• [Material provided]

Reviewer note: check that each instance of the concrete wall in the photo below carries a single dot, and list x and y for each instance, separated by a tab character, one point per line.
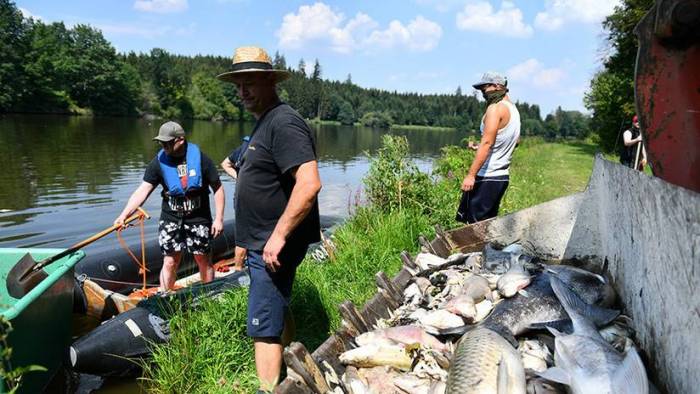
648	231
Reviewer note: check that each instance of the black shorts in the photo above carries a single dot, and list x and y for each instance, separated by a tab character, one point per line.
174	237
483	200
270	292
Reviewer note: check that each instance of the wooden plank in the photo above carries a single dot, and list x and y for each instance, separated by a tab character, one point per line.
441	244
352	316
376	308
384	283
292	386
300	361
401	279
408	261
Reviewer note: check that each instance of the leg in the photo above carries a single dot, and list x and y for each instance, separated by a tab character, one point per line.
206	270
268	361
197	240
290	328
168	274
270	320
170	241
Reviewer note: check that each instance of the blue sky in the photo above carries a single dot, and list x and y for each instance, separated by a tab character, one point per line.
548	49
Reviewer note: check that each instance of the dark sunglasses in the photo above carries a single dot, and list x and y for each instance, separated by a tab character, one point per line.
168	144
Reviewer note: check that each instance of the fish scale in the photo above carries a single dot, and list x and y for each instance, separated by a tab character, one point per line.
475	364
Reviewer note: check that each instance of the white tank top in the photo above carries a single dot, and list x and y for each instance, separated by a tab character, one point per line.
499	160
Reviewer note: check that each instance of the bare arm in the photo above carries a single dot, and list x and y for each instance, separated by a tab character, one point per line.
627	138
137	198
228	167
491	122
219	202
306	188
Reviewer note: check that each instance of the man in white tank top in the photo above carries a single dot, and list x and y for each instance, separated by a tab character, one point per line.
488	176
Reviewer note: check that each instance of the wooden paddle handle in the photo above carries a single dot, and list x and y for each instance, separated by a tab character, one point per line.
81	244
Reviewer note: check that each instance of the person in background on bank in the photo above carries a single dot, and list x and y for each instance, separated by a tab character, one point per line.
633	148
186	175
487	178
231	165
276	206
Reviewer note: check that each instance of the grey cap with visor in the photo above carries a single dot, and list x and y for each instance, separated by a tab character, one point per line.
169	131
491	78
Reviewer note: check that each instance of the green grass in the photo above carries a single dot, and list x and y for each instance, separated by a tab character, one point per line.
209	351
543	171
419	127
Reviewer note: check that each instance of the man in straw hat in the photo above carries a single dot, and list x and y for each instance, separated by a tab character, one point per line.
186	175
487	178
276	207
633	152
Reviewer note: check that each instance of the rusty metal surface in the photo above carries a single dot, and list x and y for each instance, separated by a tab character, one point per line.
667	90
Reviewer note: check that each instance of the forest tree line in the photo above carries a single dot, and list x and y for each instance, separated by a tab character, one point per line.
51	68
611	95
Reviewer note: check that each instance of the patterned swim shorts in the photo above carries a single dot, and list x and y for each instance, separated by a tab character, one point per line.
175	238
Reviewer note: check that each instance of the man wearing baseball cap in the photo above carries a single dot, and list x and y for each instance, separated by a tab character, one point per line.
487	178
186	175
633	150
276	207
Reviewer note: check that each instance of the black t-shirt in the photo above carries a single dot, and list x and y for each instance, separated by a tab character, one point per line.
628	153
195	208
281	141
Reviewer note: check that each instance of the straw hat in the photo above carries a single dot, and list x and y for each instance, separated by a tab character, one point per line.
248	60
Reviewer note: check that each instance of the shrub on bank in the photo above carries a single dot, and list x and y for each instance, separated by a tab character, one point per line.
209	351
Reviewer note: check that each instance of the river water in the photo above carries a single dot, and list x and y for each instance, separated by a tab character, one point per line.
65	178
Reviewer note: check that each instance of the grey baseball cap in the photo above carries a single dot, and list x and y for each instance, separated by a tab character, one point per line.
491	77
169	131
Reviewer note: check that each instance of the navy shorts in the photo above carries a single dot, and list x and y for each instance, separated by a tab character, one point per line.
483	200
270	292
174	237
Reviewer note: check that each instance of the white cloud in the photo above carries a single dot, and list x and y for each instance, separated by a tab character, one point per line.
25	13
441	5
160	6
558	12
149	32
481	16
319	23
534	73
419	35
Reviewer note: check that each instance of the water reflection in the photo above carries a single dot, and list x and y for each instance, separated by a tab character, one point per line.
65	178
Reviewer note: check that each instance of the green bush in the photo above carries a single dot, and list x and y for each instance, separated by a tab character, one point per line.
378	120
393	181
208	351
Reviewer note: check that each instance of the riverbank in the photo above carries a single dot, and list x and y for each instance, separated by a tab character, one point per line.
407	127
209	351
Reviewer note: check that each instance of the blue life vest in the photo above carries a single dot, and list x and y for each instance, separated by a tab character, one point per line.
194	171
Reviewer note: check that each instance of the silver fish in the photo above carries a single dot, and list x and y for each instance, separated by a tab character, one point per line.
484	362
407	335
521	313
592	288
585	361
514	280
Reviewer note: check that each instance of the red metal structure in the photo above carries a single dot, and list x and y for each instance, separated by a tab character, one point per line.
667	90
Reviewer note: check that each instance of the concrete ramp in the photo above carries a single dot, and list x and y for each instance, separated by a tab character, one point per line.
645	234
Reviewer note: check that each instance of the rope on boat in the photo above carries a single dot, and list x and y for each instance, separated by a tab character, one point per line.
143	269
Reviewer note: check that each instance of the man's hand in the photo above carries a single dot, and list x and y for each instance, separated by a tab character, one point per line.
217	227
119	221
273	247
468	183
642	163
239	257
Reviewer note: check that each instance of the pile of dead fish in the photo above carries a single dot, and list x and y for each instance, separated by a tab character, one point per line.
498	322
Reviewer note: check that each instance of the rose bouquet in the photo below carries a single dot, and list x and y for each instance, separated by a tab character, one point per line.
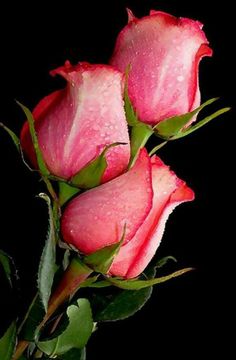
108	199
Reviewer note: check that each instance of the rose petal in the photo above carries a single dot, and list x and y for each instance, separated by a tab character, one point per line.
164	54
74	127
97	218
169	191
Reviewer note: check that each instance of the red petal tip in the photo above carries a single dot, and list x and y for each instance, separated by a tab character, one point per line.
131	16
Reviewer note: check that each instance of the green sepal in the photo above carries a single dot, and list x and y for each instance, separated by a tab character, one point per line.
66	192
73	354
139	136
170	127
41	164
77	332
101	260
163	261
47	266
140	132
91	175
8	342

• [Brief] Repeat the records above exactly, leaving out any pictures they contain.

• [Task answer]
Reviewer note: check that each instance of the concrete wall in the photo below carries a single dot, and list x and y for each instance, separated by a tab character, one point per line.
648	231
Reviewer note: check that each instance of the black shorts in the photo above carries a single dot, and list x and y for each instance, separated by a tab character, one point per line.
174	237
483	200
270	292
Reviewer note: check that each instance of the wooden plank in the photo above carries a single dot, and list x and y for each instance, separated by a tab character, one point per line.
441	244
352	316
376	308
384	283
292	386
300	361
401	279
408	261
Reviewer note: check that each instance of the leg in the photo above carries a single dot, and list x and y for each instance, separated by a tab character, one point per line.
206	270
268	361
197	240
290	328
168	274
270	320
170	241
Reviewer note: check that each instance of the blue sky in the photo above carries a single dot, and list x and y for each instance, separated by a tab character, one point per line.
548	49
Reviewer note: check that each instance of the dark sunglasses in the photo above carries a single dot, and list x and y for each instance, separated by a tab character, one point per line.
168	144
Reviewer note: check that each instance of the fish scale in the photo above carries a single dot, and list x and y for each instance, separated by a tab character, one point per line.
475	364
Reviewer note: check that each instance of the white tank top in the photo above carries a single dot, and list x and y for each instance, separated by a tab character, one point per line.
499	160
Reviewer note: check that each instance of the bare arm in the photo above carries a single dot, and list x and y for each instance, separated by a tab character, one point per line.
627	138
137	198
228	167
491	122
219	202
306	188
Reviewer note: check that each instance of the man in white tank top in the photo above carries a single dot, and list x and y for each instance, separated by a tab character, one point per line.
488	176
Reviewer note: check that each instance of the wooden paddle handle in the photo above carries a single dot, and list x and y for each instance, separated by a tab character, one point per line.
81	244
Reviewer note: check that each instance of the person in background on bank in the photo above carries a single dot, and list x and y for each instance, separated by a tab character, one point per line.
633	148
186	175
487	178
231	165
276	206
Reviewer note: check that each instance of the grey cap with visor in the photo above carries a single dot, and list x and y for each instance, separated by a tab character, one point per line.
169	131
491	78
Reviewer note: check that each instance of the green grass in the photo above carries a single dot, and list x and y for each instance, separated by a tab character, one point per line.
209	351
543	171
419	127
Reviewer note: check that each instance of the man in straw hat in the photo above carries a single dot, and list x and y for each instance, separated by a tab character, one point per line.
186	175
487	178
276	207
633	152
Reviewer note: check that each instance of the rusty metal surface in the photo above carries a single dot, and list x and y for each instance, separated by a tab character, one point per line.
667	90
Reviewer note: check that each instance of the forest tree line in the photo above carries a single dot, and list x and y for each instance, separated by a tab character, one point per line.
51	68
611	95
Reviewer note: check that each instance of the patterned swim shorts in the photo above carries a single dot, and list x and y for each instance, separated by a tab character, one point per line.
175	238
Reviewer note: check that each instance of the man wearing baseball cap in the photo above carries a single dot, and list x and y for each instance, separated by a tab character, one point per line.
487	178
186	175
633	150
276	207
Reviewer note: check that each instance of the black t-shirt in the photo above carries a single dot, and list x and y for each instance, separated by a tab character, one point per line.
628	153
195	208
281	141
Reviewer note: check that each instance of the straw hat in the photo above carries a single dot, and list x and y for each instance, separated by a tab character, one point per line.
248	60
Reviewer note: check that each instance of the shrub on bank in the photo above carries a single dot, and list x and y for each instance, separated by a tab character, one point per line.
209	351
Reviewer note: check that each instance of the river water in the photo above carries a single dot, and list x and y for each instance, separated by a tab character, one point per line.
65	178
Reviewer note: check that each instance of the grey baseball cap in the photo above carries a single dot, and list x and y for each instance, separated by a tab character, one point per line.
491	77
169	131
Reviewer note: check that each instance of the navy shorts in the photo above carries a single dot, and list x and y for each instance, separated by a tab character, one point per line.
483	200
270	292
174	237
Reviewer note: check that each instance of the white cloud in the photo above carries a single dot, and list x and y for each instance, separated by a tab character, one point per line.
25	13
441	5
160	6
558	12
149	32
481	16
319	23
534	73
419	35
Reviewer note: check that each instance of the water reflection in the photo above carries a single dot, and list x and y for each instance, separated by a tab character, one point per line.
65	178
Reviewer note: check that each instance of the green bush in the photo above carries a single dot, and list x and y for each instance, separated by a tab character, one point per line.
378	120
393	181
208	351
Reviewer note: check that each instance of the riverbank in the photo above carries a single dot, and list x and y for each instance, separated by a tab character, one point per line.
407	127
209	351
Reviewer note: check that each instance of the blue life vest in the photo above carries a single dot, and list x and y for each instance, separated by a tab character, one point per line.
194	171
Reviewer note: check that each instance of the silver fish in the photo above carries a single dot, and list x and y for each instance, separated by a tab character, one point per line.
484	362
407	335
521	313
592	288
585	361
514	280
Reviewer note: check that each instance of the red metal structure in the photo above carries a single dot, and list x and y for each instance, separated by a tab character, one point per line.
667	90
Reviewer note: check that each instance of the concrete ramp in the photo above carries a single dot, and list x and y for each instance, separated by a tab character, one point per line.
645	234
Reviewer note: check that each instance of the rope on boat in the photo above carries a single dot, and list x and y for each instance, separated by a tab character, one point per line.
143	269
Reviewer note: check that each instance of the man's hand in the photo above carries a single dot, and list x and y for each instance, separated by a tab character, one point per line.
217	227
119	221
273	247
468	183
642	163
239	257
Reviewer note: check that each instance of the pile of dead fish in the photo above carries a single dot, and list x and y for each instance, separated by a tab character, one point per line.
498	322
Reviewer note: check that each instance of the rose bouquet in the photo below carries a single dot, and list x and y for each instance, separated by a tab character, one point per line.
108	199
Reviewer note: check that each instance of the rose petal in the photo above carries a single dot, and list x and y for each instance, separated by a tab character, one point per line.
164	54
74	127
97	218
169	191
Reviewer note: check that each instance of the red petal tip in the photo above carries a single dot, and list x and y for each instance, separated by a tab character, one point per line.
131	16
Reviewer note: check that each instance of the green sepal in the photo above carries a single dot, and list x and y for each instance, separated by a tab character, one point per line.
66	192
73	354
139	136
170	127
41	164
77	332
101	260
163	261
47	266
140	132
91	175
8	342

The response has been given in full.